En août 2008, est paru « La beauté du monde » de Michel Le Bris. Belle couverture où l’on peut voir une photo ancienne de deux explorateurs, un homme et une femme, posant derrière le très grand lion que visiblement ils viennent de tuer.

Osa et Martin Johnson Colcombet

Une telle couverture, en tête de gondole, m’avait forcément marqué, mais j’avais quelques réticences à acheter ce livre tant le « filon » des grandes aventures romantiques dans l’Afrique des bêtes sauvages a été exploité, en particulier par les Américains (mais pas seulement). Pour faire vendre, il faut que la recette comprenne une faible femme qui va découvrir le monde sauvage, s’amouracher du rugueux chasseur blanc qui l’a sauvé des fauves et s’offrir quelques aventures avec un bel Africain musclé. Si possible, on y ajoute un incendie, quelques vieux coloniaux racistes et exploiteurs, un aventurier ivrogne et un meurtre. Pourtant, ne fait pas « Out of Africa » qui veut. Et tous les auteurs ne sont pas Romain Gary (« Les racines du ciel ») : ces livres écrits à la va-vite n’ont aucun intérêt.

J’ai fini la semaine dernière par céder à l’attrait de la couverture et à la renommé de l’auteur, Michel Le Bris, bien connu des visiteurs du Festival « Etonnants voyageurs » de St-Malo.

J’ai dévoré le livre en quelques jours (près de 700 pages quand même). A vrai dire, le début m’a justement fait craindre d’être tombé dans le piège des « best-sellers » ci-dessus. Mais non : Michel le Bris connait visiblement les clichés mais s’en détourne chaque fois de la plus heureuse manière.

Osa et Martin Johnson Colcombet

Martin et Osa Johnson

L’histoire raconte la vie d’Osa et Martin Johnson, au début du XXème siècle, couple d’explorateurs cinéastes et photographes, vivant aux Etats-Unis et rêvant de partir à l’autre bout du monde, ce qu’ils font en allant titiller les cannibales de Bornéo. De fil en aiguille, ils finiront par rencontrer tous les grands voyageurs américains du moment et feront un extraordinaire périple au Kénya. Le livre est donc séparé en deux parties très nettes : la vie aux Etats-Unis dans les années 1900-1910 puis l’Afrique, la plus captivante.

+ + +

**SÉRIE D'EXERCICES:**
1) Recopiez mot pour mot un passage de la critique de « La beauté du monde ». Partez des mots « J’ai dévoré le » et arrêtez-vous après « plus heureuse manière. ».
2) Poursuivez la critique de « La beauté du monde » juste après sa dernière phrase.

+ + +

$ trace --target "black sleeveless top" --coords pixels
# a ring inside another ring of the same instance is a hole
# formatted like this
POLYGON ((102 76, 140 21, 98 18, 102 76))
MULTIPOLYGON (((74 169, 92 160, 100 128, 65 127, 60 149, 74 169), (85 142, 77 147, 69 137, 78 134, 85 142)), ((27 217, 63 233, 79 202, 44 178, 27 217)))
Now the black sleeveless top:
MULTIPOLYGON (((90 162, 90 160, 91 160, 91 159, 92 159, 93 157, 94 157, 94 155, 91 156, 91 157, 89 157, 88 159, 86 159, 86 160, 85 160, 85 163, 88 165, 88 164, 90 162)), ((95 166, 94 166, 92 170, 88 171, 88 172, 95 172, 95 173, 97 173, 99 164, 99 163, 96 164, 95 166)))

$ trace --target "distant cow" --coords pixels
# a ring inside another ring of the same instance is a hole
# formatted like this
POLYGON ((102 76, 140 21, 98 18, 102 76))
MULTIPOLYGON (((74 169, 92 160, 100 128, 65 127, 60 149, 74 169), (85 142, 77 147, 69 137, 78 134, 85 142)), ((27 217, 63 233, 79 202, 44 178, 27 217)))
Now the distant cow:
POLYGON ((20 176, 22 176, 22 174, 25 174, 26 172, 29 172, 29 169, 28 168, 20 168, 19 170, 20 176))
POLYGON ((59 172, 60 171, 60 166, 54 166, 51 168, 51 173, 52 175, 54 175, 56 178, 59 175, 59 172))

+ + +

**RÉPONSES PAR EXERCICE:**
1)
J’ai dévoré le livre en quelques jours (près de 700 pages quand même). A vrai dire, le début m’a justement fait craindre d’être tombé dans le piège des « best-sellers » ci-dessus. Mais non : Michel le Bris connait visiblement les clichés mais s’en détourne chaque fois de la plus heureuse manière.

2)
Michel le Bris s’est parfaitement documenté et décrit sans erreur la faune africaine, en particulier celle bien spécifique du nord-Kénya : gérénuks, oryx, girafes réticulées, zèbres de Grévy, etc. Tout juste ai-je relevé une petite confusion entre guépard et léopard (c’est ce dernier qui a des griffes rétractiles). Il évoque aussi le nom de quelques grands chasseurs dont j’ai lu les mémoires : Percival, J.A.Hunter, etc.

Colcombet sculpture Namibie

Lever de soleil en Afrique noire

En regardant la liste des oeuvres de Michel Le Bris, j’ai été surpris de lire « Africa, images d’un monde perdu (sur des photographies d’Osa et Martin Johnson ». Et là, surprise, j’ai réalisé que les héros du livre avaient bien existé !

En recherchant sur internet, j’ai découvert que tout ce qu’écrit l’auteur dans « La beauté du monde » est réel ! On peut même voir des extraits de films réalisés par Martin Johnson. Approfondissant mes recherches, jai découvert qu’Akeley, présenté dans le livre comme une sorte de génie fou de la taxidermie et un grand explorateur au pays des gorilles avait existé. Idem de tous les explorateurs décrits. On y retrouve notamment Denys Finch-Atton, l’amant de Karen Blixen (juste citée), et son mari Bror, rendus célèbres par le merveilleux film Out of Africa.

Le livre revêt donc un intérêt supplémentaire : c’est un véritable document sur l’extraordinaire vie des Johnson.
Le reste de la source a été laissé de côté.